TEXTE FOURNI –
<<<<

Je ne pensais pas que mon deuil serait aussi long et difficile. Depuis la mort de ma conjointe, il y a de cela 14 mois, je dors  mal. En fait, je me réveille plusieurs fois dans la nuit et dès 5 hrs , je suis sur pied en train de siroter mon café dans la verrière. J’aime bien cette pièce et j’y passe la plupart de mon temps. Nous l’avons d’ailleurs rêvé et construit ensemble Johanne et moi. Nous avons tout fait de A à Z. Elle l’appelait son petit coin de paradis. Un espace de lumière où elle pouvait prendre soin de ses fleurs, observer les oiseaux dans leurs mangeoires, lire ses romans préférés, faire ses corrections d’examen, préparer ses cours, jouer au Scrabble sur son i-pad. Moi, j’ai mon foyer que j’alimente généreusement surtout quand l’automne arrive. Le feu ne meurt presque jamais. Je fais une grosse attisée le soir avant de me coucher et il arrive souvent que je sois capable de le redémarrer avec les braises restantes au petit matin. J’aime bien le bruit du bois qui se consume, toute cette chaleur qui m’enveloppe et me rassure pendant les longues soirées noires. La maladie de Johanne a tout dévasté et je dois réapprendre à habiter ce lieu devenu le tombeau de mon amour. Jamais je n’aurais pu imaginer que c’est ici, dans cette pièce, que sa vie s’éteindrait.

Lorsque le médecin nous a informés de la fin des traitements et de l’entrée dans la phase palliative, nous avons pris la décision que Johanne resterait à la maison le plus longtemps possible. Nous voulions que cela se passe ici dans la mesure où nous avions le soutien pour assurer un soulagement efficace de sa souffrance. Dans cette pièce, je sens encore l’odeur de son parfum qui toujours se mêle à l’odeur des médicaments, l’omniprésence de la mort qui flotte et enveloppe tout. Je revois le lit, jadis symbole de nos ébats, devenir le dé-lit de notre intimité, de notre histoire.

>>>>

CONSIGNES –
1) Dans le texte fourni, quel nom Johanne donnait-elle à la verrière ?
2) Poursuivez le récit de deuil après sa dernière phrase.

DONNÉES –

<<<<

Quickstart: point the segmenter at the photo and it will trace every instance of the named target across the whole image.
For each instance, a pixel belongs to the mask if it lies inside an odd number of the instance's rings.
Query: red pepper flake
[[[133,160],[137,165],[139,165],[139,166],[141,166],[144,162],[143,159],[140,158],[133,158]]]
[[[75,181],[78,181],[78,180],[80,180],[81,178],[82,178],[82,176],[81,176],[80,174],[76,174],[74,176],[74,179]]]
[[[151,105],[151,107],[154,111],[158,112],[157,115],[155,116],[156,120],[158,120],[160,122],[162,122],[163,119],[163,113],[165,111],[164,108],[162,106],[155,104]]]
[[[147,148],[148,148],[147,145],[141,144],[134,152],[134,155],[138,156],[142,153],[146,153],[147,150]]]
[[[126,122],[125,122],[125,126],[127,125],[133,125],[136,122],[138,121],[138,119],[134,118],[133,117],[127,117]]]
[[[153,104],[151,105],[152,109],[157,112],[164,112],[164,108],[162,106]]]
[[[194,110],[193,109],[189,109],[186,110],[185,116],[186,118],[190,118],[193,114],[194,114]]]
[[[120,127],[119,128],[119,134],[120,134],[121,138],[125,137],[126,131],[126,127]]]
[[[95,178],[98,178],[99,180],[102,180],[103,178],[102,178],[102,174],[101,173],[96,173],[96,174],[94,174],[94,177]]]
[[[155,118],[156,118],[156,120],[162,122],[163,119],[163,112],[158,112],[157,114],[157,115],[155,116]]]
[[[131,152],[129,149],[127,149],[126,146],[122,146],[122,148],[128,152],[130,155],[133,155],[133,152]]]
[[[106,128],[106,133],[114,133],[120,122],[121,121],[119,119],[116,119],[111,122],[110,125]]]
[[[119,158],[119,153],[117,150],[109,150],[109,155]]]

>>>>

RÉPONSES DÉTAILLÉES –
1) Elle l'appelait son petit coin de paradis.

2)
Les enfants pensent que la maison me rappelle trop de souvenirs et que je devrais m’acheter un condo au centre-ville. Comme ils le disent si bien : « c’est bien trop grand pour une seule personne et puis ça te rappelle trop de souvenirs. » Je ne veux et ne peux pas quitter cet endroit, pas encore du moins. Pourquoi cette hâte et ce besoin si rapide de passer à autre chose ? Tourner la page, faire mon deuil mais pour aller où, pour faire quoi ? J’ai besoin et je veux du temps. Surtout pas de pression, ni de conseils. De grâce, taisez-vous et s’il vous plaît, laissez-moi habiter mon silence et revisiter ma mémoire. Quels sont mes projets? Ceux que je planifiais étaient avec Johanne; aujourd’hui je ne sais pas, je ne sais plus. Même la retraite que j’entrevoyais avec tant de bonheur me fait peur, le travail est un des rares endroits où je rencontre des gens, où j’oublie ma douleur. Alors ne me parlez surtout pas de me retirer du seul lieu où je me sens encore parmi les vivants !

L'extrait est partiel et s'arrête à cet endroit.